## STORED DATA
* * * * * * *

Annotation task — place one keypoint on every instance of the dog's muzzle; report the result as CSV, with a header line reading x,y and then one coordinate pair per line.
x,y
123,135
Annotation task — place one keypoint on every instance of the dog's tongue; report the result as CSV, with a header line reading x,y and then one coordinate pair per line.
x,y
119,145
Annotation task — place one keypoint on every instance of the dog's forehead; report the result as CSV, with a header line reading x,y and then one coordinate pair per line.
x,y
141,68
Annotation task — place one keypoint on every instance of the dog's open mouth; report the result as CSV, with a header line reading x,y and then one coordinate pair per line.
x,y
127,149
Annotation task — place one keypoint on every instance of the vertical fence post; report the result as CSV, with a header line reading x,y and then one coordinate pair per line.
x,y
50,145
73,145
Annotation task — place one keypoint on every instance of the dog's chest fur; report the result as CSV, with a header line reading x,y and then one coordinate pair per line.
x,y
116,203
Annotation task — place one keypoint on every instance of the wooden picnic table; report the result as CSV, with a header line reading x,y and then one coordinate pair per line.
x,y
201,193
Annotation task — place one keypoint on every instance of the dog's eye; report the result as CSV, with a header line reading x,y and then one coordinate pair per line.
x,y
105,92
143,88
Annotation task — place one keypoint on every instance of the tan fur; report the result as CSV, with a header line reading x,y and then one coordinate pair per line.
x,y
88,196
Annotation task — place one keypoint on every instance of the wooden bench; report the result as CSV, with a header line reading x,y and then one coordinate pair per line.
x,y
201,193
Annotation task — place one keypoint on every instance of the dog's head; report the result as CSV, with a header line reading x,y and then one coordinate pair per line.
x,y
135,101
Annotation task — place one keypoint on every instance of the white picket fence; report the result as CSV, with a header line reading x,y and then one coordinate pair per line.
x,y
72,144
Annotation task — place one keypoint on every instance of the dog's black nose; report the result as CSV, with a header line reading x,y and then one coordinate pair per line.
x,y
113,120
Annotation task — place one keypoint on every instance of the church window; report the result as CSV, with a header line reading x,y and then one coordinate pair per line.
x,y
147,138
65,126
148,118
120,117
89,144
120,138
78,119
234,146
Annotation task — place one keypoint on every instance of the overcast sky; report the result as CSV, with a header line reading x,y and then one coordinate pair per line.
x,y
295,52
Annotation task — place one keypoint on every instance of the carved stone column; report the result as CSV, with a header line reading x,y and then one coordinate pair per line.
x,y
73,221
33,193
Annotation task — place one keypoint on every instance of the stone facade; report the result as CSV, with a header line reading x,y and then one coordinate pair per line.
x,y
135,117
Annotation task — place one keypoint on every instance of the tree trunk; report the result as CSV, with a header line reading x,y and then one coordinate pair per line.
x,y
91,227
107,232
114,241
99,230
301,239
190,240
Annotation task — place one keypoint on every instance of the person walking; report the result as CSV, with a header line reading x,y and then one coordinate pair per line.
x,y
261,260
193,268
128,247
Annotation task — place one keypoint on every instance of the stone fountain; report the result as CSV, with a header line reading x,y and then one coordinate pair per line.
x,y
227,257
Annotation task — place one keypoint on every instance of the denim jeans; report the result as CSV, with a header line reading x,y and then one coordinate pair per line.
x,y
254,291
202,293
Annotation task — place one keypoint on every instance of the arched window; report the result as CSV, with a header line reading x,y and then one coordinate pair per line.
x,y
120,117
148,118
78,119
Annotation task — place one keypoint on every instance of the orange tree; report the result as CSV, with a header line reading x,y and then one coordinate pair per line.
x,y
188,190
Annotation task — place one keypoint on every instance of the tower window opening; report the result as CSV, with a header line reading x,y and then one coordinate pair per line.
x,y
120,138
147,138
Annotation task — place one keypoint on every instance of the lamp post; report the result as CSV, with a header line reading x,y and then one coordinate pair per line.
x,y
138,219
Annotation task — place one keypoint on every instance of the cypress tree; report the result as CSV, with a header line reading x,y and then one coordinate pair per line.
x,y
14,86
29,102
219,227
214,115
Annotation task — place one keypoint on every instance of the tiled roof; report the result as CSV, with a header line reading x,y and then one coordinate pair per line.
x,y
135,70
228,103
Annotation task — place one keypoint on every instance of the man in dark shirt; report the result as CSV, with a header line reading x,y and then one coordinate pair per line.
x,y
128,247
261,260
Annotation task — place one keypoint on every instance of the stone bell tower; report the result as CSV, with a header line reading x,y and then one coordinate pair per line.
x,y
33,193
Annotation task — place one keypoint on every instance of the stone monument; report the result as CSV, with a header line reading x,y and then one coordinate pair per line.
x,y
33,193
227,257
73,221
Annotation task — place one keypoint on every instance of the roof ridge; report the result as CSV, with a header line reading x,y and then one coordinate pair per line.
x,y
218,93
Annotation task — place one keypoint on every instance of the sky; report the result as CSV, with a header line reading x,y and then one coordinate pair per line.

* * * * * * *

## WORK INSTRUCTION
Return the full material exactly.

## RESPONSE AREA
Annotation task — place one keypoint on every instance of the dog's muzzle; report the result as CSV, with a header line reading x,y and then one coordinate pair per line.
x,y
123,135
Annotation task — place one keypoint on every instance of the dog's tongue; report the result as CSV, with a header line reading x,y and then one coordinate pair per line.
x,y
119,145
Annotation task — place one keypoint on every instance of the dog's forehead; report the result as CSV, with a header line reading x,y and then one coordinate pair per line.
x,y
141,68
Annotation task — place one keypoint on every instance of the dog's open mouth; report the result as CSV, with a header line reading x,y and then one coordinate pair per line.
x,y
127,149
Annotation task — place one keypoint on every instance of the vertical fence post; report the result as CSV, with a header line reading x,y and then one coordinate pair per line.
x,y
50,145
73,145
Annotation task — place one keypoint on every instance of the dog's chest fur; report the result as CSV, with a header line reading x,y and then one coordinate pair per line.
x,y
116,203
Annotation task — place one keypoint on every instance of the wooden picnic table; report the result as CSV, with a header line reading x,y and then one coordinate pair per line.
x,y
201,193
Annotation task — place one keypoint on every instance of the dog's eye; report the result as CSV, with a header line reading x,y and then one coordinate pair per line.
x,y
105,92
143,88
Annotation task — place one keypoint on every instance of the tan fur; report the result as CSV, with a header line reading x,y and then one coordinate pair per line.
x,y
88,196
Annotation task — place one keypoint on every instance of the wooden bench; report the result as CSV, with a header line reading x,y and then one coordinate pair per line.
x,y
201,193
Annotation task — place one keypoint on every instance of the dog's head; report the result as CSV, with a header line reading x,y and then one coordinate pair per line.
x,y
135,101
Annotation task — place one keypoint on every instance of the white picket fence; report the result as CSV, with a header line reading x,y and then one coordinate pair per line.
x,y
72,144
Annotation task — place one keypoint on every instance of the dog's black nose; report the result as CSV, with a header line reading x,y and then one coordinate pair per line.
x,y
113,120
Annotation task — place one keypoint on every instance of the church window; report the result as CSV, with a header line reading x,y and then one coordinate pair per line.
x,y
147,138
65,126
148,118
120,117
89,144
120,138
78,119
234,146
Annotation task — place one keypoint on every instance of the overcast sky; report the result as CSV, with a header line reading x,y and then one coordinate pair per line.
x,y
295,52
Annotation task — place one keypoint on every instance of the carved stone column; report the result as CSV, with a header line reading x,y and then one coordinate pair per line.
x,y
73,221
33,193
Annotation task — place one keypoint on every instance of the stone facade; report the result as CSV, with a header line reading x,y and then one coordinate pair per line.
x,y
135,117
Annotation task — place one keypoint on every instance of the tree trunk; report the result as CSV, with a header line reading x,y and then one coordinate pair per line.
x,y
91,227
107,232
114,241
99,230
301,239
190,240
Annotation task — place one keypoint on every instance of the person walking; report the result as CSV, with a header line reading x,y and then one coordinate pair per line.
x,y
261,260
193,268
128,247
Annotation task — place one keypoint on every instance of the stone fountain; report the result as CSV, with a header line reading x,y and then one coordinate pair per line.
x,y
227,257
Annotation task — place one keypoint on every instance of the denim jeans; report the result as CSV, with a header line reading x,y and then one coordinate pair per line.
x,y
254,291
202,293
Annotation task — place one keypoint on every instance of the arched window; report the result as CSV, with a header line reading x,y and then one coordinate pair per line.
x,y
120,117
148,118
78,119
Annotation task — place one keypoint on every instance of the orange tree; report the result as CSV, with a header line reading x,y and then one coordinate pair per line.
x,y
188,190
Annotation task — place one keypoint on every instance of the tower window opening; report the result as CSV, with a header line reading x,y and then one coordinate pair per line.
x,y
120,138
147,138
Annotation task — place one keypoint on every instance of the lamp post; report the result as CSV, with a header line reading x,y and then one coordinate pair per line.
x,y
138,219
Annotation task — place one keypoint on every instance of the cypress tree; report the result as CSV, with a header line reading x,y and then one coordinate pair per line.
x,y
14,86
29,102
219,227
214,115
Annotation task — place one keypoint on every instance of the tiled roof; report the result as CSV, with a header line reading x,y and then one coordinate pair per line.
x,y
135,70
228,103
Annotation task — place one keypoint on every instance of the man in dark shirt; report the result as CSV, with a header line reading x,y and then one coordinate pair per line.
x,y
128,247
261,260
Annotation task — place one keypoint on every instance of the stone bell tower; report the result as CSV, with a header line reading x,y and then one coordinate pair per line.
x,y
33,193
Annotation task — place one keypoint on every instance of the stone monument; report the result as CSV, with a header line reading x,y and then one coordinate pair per line.
x,y
33,193
227,257
73,221
Annotation task — place one keypoint on every instance of the roof ridge; report the result as CSV, with a header line reading x,y and then one coordinate pair per line.
x,y
218,93
Annotation task — place one keypoint on every instance of the sky; report the result as CSV, with a header line reading x,y and then one coordinate pair per line.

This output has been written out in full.